Dataset excerpts
________
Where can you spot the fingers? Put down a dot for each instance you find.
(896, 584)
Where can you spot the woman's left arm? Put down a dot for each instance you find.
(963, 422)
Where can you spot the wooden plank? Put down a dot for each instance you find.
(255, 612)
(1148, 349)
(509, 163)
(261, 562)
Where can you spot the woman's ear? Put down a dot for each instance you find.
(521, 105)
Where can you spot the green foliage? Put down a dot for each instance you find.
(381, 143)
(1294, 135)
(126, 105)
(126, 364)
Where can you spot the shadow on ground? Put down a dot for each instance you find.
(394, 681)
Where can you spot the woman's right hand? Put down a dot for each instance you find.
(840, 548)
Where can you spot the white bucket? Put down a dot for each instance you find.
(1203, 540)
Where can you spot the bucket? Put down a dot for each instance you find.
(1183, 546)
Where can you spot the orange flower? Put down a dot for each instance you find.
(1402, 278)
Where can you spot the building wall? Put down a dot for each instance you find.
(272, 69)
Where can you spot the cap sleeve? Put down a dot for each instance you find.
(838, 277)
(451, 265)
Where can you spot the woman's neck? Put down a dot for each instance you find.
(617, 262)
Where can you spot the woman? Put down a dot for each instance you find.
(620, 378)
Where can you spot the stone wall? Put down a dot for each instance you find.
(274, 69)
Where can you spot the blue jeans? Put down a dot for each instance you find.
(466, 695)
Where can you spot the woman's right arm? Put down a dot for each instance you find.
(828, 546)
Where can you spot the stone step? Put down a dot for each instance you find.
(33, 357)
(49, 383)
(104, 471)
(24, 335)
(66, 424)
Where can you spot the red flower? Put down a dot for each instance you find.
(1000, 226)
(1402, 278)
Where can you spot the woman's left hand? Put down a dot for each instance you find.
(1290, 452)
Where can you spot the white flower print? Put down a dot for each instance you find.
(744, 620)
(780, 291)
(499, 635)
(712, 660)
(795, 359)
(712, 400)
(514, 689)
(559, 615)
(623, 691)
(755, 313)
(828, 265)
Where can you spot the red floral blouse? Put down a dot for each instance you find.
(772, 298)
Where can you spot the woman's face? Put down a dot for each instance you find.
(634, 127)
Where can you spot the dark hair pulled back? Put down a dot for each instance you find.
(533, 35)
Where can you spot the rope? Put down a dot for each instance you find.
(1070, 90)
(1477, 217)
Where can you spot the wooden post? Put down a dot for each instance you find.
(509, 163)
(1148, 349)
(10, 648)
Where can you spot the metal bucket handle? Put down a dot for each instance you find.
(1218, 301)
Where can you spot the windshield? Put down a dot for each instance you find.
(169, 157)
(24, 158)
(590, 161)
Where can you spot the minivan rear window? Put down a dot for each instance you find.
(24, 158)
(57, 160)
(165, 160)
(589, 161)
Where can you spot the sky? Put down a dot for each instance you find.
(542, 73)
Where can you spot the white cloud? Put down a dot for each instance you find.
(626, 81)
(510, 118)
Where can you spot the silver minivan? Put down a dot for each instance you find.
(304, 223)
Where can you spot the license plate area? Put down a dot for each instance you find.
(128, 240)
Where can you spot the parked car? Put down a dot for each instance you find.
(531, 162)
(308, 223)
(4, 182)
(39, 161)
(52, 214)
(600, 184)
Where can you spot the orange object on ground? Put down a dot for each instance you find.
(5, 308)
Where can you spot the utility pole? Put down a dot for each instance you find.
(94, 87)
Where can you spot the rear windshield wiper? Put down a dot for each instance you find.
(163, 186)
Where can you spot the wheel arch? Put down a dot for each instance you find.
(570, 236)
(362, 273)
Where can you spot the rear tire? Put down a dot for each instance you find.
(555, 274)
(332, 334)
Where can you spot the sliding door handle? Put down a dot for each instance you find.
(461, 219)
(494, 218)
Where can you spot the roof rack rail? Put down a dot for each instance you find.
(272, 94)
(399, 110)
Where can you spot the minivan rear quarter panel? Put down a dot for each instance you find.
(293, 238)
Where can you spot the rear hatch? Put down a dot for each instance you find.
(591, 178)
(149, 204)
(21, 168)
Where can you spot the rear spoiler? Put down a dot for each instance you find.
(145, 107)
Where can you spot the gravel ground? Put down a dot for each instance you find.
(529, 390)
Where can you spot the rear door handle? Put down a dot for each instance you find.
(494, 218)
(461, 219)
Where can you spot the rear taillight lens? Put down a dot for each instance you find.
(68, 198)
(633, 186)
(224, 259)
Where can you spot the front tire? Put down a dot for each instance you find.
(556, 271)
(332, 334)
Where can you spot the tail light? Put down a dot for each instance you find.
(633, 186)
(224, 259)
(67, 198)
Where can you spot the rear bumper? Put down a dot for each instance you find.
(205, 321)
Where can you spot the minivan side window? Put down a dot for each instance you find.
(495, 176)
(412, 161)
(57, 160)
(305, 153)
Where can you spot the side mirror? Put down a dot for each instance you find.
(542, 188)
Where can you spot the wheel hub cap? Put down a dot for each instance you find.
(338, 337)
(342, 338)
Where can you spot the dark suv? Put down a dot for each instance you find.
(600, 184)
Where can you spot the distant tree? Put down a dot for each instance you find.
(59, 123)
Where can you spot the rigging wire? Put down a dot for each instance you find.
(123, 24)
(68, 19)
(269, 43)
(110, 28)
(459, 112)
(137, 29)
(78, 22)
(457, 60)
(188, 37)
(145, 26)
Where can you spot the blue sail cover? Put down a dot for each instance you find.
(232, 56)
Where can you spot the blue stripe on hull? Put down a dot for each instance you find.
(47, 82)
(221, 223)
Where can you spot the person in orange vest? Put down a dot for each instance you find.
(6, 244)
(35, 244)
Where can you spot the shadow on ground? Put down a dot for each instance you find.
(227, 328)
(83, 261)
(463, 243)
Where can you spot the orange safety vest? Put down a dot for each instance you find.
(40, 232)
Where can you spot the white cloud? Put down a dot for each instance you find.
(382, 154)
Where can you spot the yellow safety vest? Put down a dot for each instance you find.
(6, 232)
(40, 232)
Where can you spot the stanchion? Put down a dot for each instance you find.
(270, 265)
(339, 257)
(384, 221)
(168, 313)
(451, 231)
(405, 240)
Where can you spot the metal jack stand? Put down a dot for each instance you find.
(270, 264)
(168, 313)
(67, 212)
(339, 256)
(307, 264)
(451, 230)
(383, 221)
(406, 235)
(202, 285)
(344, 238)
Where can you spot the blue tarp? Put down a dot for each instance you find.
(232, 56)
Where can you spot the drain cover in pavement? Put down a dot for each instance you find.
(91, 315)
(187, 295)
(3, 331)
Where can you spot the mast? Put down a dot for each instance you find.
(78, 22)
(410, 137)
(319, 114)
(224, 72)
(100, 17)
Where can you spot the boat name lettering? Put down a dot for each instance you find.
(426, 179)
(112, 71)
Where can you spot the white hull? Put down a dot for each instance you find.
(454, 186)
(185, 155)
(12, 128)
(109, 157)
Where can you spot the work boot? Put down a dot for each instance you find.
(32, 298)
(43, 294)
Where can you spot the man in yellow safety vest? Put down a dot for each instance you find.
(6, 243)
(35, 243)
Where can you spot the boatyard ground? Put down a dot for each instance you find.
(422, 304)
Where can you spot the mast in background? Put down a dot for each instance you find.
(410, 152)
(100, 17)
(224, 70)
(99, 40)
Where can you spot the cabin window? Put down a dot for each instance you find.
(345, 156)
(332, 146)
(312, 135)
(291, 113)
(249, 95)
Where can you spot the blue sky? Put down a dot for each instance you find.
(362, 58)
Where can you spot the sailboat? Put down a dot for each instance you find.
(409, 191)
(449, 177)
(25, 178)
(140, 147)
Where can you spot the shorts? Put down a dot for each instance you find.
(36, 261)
________
▶ TASK GOAL: Your task is to print all of the records exactly.

▶ RESULT OF THE TASK:
Where can you spot the fingers? Put down a dot for each instance you find.
(896, 584)
Where can you spot the woman's left arm? Put down a dot for each instance you find.
(963, 422)
Where can you spot the wooden plank? Put down a dot for each instance you find.
(255, 612)
(1148, 349)
(509, 163)
(261, 562)
Where can you spot the woman's ear? Put down a dot for each instance you find.
(521, 105)
Where can you spot the green foliage? Put down a dot for each instance you find.
(381, 143)
(1294, 135)
(126, 105)
(126, 364)
Where can you spot the shadow on ground? Put down a dot for each instance you find.
(394, 681)
Where can you spot the woman's right hand? Put down a dot for each instance you find.
(840, 548)
Where can you spot the white bucket? Put down a dot for each instance you find.
(1203, 540)
Where can you spot the bucket? Put down a dot for each instance you find.
(1183, 546)
Where can you spot the orange flower? Put down a dot for each instance you find.
(1402, 278)
Where can you spot the building wall? Put down a dot for each instance you find.
(272, 69)
Where can you spot the cap sleeve? Put down a dot for each instance you find.
(838, 277)
(451, 265)
Where can you spot the woman's neck? Put down a dot for each instance you find.
(617, 262)
Where can you spot the woman? Put down a dot for each instance you find.
(620, 378)
Where can you spot the stone wall? Put down a dot for each instance you find.
(274, 69)
Where can you spot the blue jeans? Put down a dot for each instance you find.
(466, 695)
Where can you spot the woman's right arm? Put down a dot for each instance you find.
(828, 546)
Where can you spot the stone step? Put down a dot for each instance you find.
(33, 357)
(49, 383)
(104, 471)
(24, 335)
(66, 424)
Where can you spot the red flower? Put down a dot for each instance you find.
(1000, 226)
(1402, 278)
Where can you spot the woman's left hand? Put down a dot for each instance you find.
(1290, 452)
Where can you spot the white flower print? Put down a dot for each instance you find.
(744, 620)
(780, 291)
(499, 635)
(712, 660)
(795, 359)
(712, 400)
(514, 689)
(559, 615)
(623, 691)
(755, 313)
(828, 265)
Where can you spot the red floral blouse? Put down a dot for each instance you find.
(772, 298)
Where can you spot the woman's face? Put down a dot for each instance you find.
(634, 127)
Where can you spot the dark hair pulled back? Put down a dot for each instance you find.
(533, 35)
Where can you spot the rope? Put down a dot for each instance you find.
(1070, 90)
(1477, 217)
Where can you spot the wooden post? Put down a dot for each instance you find.
(509, 163)
(1148, 349)
(10, 648)
Where can you spot the metal bucket handle? Put down a dot for each instance you find.
(1218, 301)
Where can you spot the windshield? Put down a dot for each instance you find.
(169, 157)
(24, 158)
(590, 161)
Where can you spot the minivan rear window? Put down a dot for each instance you find.
(24, 158)
(57, 160)
(165, 160)
(589, 161)
Where can you spot the sky? Put down a dot for each instance you find.
(542, 73)
Where can you spot the white cloud? Put down a dot for each instance you find.
(626, 81)
(510, 118)
Where can you spot the silver minivan? Put down a dot for each instance you find.
(304, 223)
Where can you spot the license plate area? Put down a dot for each instance you find.
(128, 240)
Where can you spot the parked car? Put down a dot for each instance you find.
(531, 162)
(308, 223)
(4, 182)
(39, 161)
(52, 214)
(600, 184)
Where can you spot the orange object on ground? Put down a dot for each instance you find.
(5, 308)
Where can you spot the utility pole? Put down a dot for each instance you find.
(94, 87)
Where can you spot the rear windshield wiper? Put down a dot for each instance you find.
(163, 186)
Where can you spot the wheel arch? Put down a dot for each instance you find.
(570, 236)
(362, 273)
Where can you spot the rear tire? Put down a dot for each instance you find.
(555, 274)
(332, 334)
Where can you spot the sliding door handle? Put down a dot for each instance you find.
(461, 219)
(494, 218)
Where can you spot the roof rack rail? Put down a dot for each instance you find.
(272, 94)
(399, 110)
Where can you spot the minivan rear quarter panel? Put down a dot for each instance you find.
(293, 238)
Where can you spot the rear hatch? Put down a dot for each instance you find.
(591, 178)
(149, 204)
(21, 168)
Where can you spot the rear spoiler? Put down a dot for each instance you find.
(145, 107)
Where can you spot the gravel ground? Put down a dot for each instance you find.
(529, 390)
Where can you spot the rear door handle? Put down a dot for each instance you find.
(494, 218)
(461, 219)
Where can you spot the rear taillight lens? Put down a dot for each instance you find.
(68, 198)
(633, 186)
(224, 259)
Where can you spot the front tire? Put down a dot for each instance you find.
(556, 271)
(332, 334)
Where can you spot the tail light? Put down a dot for each instance you find.
(633, 186)
(224, 259)
(67, 198)
Where can you spot the rear bumper? Put down a dot for each instance you find.
(205, 321)
Where can you spot the minivan side window? Put down a dot for each instance you find.
(495, 176)
(412, 161)
(57, 160)
(305, 153)
Where can you spot the side mirror? Put down a dot for each instance you find.
(542, 188)
Where can you spot the wheel hub cap? Put down a dot for each instance you find.
(338, 337)
(342, 338)
Where can you spot the dark suv? Put down a dot for each instance you find.
(600, 184)
Where can you spot the distant tree? Put down a dot for each instance you find.
(59, 123)
Where can you spot the rigging wire? Put down a dot for each instance you find.
(123, 24)
(68, 19)
(269, 43)
(110, 28)
(459, 112)
(137, 29)
(78, 22)
(457, 60)
(188, 37)
(145, 26)
Where can you spot the blue sail cover? Put down a dot for each instance you find.
(232, 56)
Where can you spot the blue stripe on hull? Put down a dot for each instance you find.
(47, 82)
(221, 223)
Where can you spot the person in orange vest? Put down a dot for each instance you find.
(6, 244)
(35, 244)
Where can you spot the shadow on ground? Put down a dot for each instance you find.
(227, 328)
(83, 261)
(463, 243)
Where can you spot the orange safety vest? Put down a dot for each instance you find.
(40, 232)
Where can you spot the white cloud? Put down a dot for each instance you find.
(382, 154)
Where can you spot the yellow safety vest? Put down a dot for each instance you find.
(6, 232)
(40, 232)
Where can you spot the stanchion? Put down a dot for each instance you find.
(270, 265)
(339, 257)
(384, 221)
(168, 313)
(451, 231)
(405, 240)
Where can you spot the metal jack stand? Put down a dot for each instance you find.
(270, 264)
(168, 313)
(67, 212)
(339, 256)
(307, 264)
(451, 230)
(383, 221)
(406, 235)
(202, 285)
(344, 238)
Where can you spot the blue tarp? Put down a dot for each instance you find.
(232, 56)
Where can you spot the drain cover in pavement? Put down a dot for each instance you find.
(91, 315)
(187, 295)
(3, 331)
Where can you spot the mast? Put down a dot for each instance you find.
(78, 22)
(410, 137)
(319, 114)
(224, 72)
(100, 17)
Where can you spot the boat name lettering? Put down a dot for each instance you find.
(426, 179)
(112, 71)
Where can you spot the white hull? Put down a dot for each instance you find.
(454, 186)
(185, 155)
(12, 128)
(109, 157)
Where can you spot the work boot? Put down a dot for each instance you find.
(32, 298)
(43, 294)
Where can you spot the man in yellow safety vest? Put down a dot for each instance you find.
(6, 243)
(35, 243)
Where can you spot the boatyard ground? Put down a dot for each instance you find.
(422, 304)
Where can you spot the mast in background? Put down a dot for each instance you find.
(410, 152)
(100, 17)
(224, 70)
(99, 40)
Where can you spot the cabin window? Put down a dot for each instance you find.
(345, 156)
(332, 146)
(312, 135)
(291, 113)
(249, 95)
Where can you spot the blue sky? Put down a dot for each instance you find.
(362, 58)
Where can you spot the sailboat? Put down a dot for each instance you find.
(409, 191)
(449, 177)
(25, 178)
(140, 147)
Where can you spot the shorts? Put down a dot for each instance you find.
(36, 261)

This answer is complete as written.